--- Data excerpts Enclosed Below ---
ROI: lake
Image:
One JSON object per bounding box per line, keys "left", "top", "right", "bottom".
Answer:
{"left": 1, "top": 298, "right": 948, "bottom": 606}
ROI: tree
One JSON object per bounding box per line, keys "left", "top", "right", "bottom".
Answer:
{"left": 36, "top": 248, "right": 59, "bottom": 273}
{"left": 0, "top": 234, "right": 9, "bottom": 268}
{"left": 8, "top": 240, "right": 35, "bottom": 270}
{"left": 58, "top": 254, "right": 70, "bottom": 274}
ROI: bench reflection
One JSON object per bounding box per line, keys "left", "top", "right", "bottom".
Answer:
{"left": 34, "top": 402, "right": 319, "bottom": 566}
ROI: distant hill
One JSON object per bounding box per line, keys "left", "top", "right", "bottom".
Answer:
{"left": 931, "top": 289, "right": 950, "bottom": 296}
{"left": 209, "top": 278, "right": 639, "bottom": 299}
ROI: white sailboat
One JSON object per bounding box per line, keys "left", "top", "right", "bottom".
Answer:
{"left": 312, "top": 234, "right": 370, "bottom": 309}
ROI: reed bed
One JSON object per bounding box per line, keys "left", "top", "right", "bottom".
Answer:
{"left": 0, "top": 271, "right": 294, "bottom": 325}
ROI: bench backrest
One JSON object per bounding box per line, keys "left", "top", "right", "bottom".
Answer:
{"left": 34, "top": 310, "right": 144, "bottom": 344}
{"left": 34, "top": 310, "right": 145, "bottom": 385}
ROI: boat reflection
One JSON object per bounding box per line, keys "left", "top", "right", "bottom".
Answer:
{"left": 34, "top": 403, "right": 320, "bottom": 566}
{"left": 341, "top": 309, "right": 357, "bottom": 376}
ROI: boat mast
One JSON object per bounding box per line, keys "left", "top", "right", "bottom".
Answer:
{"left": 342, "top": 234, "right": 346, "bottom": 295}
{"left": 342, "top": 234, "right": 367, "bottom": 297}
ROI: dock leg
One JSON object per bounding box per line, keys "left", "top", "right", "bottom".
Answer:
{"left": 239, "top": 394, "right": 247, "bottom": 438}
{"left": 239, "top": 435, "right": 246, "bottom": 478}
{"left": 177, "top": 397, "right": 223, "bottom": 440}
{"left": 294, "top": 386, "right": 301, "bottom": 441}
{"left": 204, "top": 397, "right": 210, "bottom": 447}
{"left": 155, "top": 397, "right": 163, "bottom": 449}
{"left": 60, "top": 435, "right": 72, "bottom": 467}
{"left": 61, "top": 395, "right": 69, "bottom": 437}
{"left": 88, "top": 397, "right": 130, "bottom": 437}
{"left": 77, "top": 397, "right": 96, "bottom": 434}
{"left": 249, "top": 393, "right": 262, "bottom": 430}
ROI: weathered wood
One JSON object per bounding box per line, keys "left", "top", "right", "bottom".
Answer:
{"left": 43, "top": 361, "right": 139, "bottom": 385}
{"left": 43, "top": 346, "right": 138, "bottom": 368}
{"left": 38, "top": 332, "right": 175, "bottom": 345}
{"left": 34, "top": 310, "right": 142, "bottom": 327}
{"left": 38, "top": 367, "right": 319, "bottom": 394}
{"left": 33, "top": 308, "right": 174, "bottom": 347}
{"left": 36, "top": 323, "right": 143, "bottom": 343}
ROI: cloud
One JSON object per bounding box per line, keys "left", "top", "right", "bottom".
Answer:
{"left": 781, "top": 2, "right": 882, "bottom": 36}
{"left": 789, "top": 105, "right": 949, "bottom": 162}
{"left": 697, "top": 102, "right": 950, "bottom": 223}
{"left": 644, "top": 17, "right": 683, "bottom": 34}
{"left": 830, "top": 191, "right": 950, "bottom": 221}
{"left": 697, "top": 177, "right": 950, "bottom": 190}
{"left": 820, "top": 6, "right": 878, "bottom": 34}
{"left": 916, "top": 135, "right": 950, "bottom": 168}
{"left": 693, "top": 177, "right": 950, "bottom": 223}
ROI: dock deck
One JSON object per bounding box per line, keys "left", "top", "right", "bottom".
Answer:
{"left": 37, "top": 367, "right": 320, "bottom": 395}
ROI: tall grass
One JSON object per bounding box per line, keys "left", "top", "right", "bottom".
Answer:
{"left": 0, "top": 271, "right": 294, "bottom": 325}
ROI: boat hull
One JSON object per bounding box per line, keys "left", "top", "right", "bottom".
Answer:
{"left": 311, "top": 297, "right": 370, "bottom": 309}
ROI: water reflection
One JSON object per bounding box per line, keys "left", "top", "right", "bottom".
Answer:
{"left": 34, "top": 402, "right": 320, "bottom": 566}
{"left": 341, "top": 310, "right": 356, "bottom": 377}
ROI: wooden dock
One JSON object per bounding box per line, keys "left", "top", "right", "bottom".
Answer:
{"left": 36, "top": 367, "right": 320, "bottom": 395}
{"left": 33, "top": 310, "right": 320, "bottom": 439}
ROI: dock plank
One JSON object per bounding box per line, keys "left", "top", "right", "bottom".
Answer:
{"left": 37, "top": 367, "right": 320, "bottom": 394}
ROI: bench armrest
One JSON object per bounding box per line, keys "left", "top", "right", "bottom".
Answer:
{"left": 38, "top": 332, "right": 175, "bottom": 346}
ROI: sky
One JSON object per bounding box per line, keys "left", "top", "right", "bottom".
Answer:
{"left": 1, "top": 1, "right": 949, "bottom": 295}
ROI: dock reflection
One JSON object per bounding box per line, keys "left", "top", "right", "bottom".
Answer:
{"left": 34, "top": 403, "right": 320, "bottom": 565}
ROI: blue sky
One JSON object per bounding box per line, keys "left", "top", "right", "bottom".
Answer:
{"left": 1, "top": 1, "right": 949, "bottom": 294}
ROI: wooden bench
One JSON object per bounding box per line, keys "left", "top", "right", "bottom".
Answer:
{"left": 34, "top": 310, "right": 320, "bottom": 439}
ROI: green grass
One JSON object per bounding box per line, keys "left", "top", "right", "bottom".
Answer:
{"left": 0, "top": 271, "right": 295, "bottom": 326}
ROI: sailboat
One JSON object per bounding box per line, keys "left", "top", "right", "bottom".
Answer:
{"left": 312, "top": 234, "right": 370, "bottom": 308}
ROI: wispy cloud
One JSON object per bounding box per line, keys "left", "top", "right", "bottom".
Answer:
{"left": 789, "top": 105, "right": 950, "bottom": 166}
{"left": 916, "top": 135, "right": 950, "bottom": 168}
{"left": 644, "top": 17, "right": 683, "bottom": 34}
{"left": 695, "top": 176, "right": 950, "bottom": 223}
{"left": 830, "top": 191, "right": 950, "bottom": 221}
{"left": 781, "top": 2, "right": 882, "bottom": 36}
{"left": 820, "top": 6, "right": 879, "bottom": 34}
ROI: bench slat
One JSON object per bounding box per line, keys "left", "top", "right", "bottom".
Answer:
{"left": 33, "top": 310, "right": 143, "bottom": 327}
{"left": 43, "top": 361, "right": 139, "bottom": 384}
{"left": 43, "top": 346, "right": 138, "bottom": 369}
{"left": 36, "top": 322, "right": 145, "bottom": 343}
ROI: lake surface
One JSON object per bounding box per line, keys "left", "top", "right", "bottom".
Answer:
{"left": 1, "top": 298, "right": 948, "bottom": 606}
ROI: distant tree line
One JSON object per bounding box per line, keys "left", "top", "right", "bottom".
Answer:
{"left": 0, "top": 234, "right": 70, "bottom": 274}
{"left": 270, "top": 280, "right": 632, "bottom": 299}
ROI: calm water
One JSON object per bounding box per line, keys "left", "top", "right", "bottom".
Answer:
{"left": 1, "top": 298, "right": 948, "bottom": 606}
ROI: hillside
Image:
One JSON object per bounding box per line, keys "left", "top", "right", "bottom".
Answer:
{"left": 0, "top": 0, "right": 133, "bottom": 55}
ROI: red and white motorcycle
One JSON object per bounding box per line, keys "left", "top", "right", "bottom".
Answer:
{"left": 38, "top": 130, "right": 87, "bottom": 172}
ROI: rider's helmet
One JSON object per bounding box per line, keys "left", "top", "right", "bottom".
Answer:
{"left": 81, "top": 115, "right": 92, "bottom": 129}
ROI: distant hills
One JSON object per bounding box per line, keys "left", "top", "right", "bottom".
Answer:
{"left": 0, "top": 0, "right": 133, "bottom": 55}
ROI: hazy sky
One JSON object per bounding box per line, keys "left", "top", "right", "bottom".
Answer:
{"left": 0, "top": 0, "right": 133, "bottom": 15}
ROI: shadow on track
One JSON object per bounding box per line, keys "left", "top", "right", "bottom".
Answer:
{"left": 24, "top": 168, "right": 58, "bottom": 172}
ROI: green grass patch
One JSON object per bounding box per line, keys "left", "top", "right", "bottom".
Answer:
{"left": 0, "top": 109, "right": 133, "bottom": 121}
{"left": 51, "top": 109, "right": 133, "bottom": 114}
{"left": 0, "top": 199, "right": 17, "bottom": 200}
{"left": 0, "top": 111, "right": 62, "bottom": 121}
--- End of Enclosed Data excerpts ---
### Exercise objective
All lines in the records that contain "dock" are to be copied and returned.

### Result of this task
ROI: dock leg
ROI: dock deck
ROI: wooden dock
ROI: dock plank
ROI: dock reflection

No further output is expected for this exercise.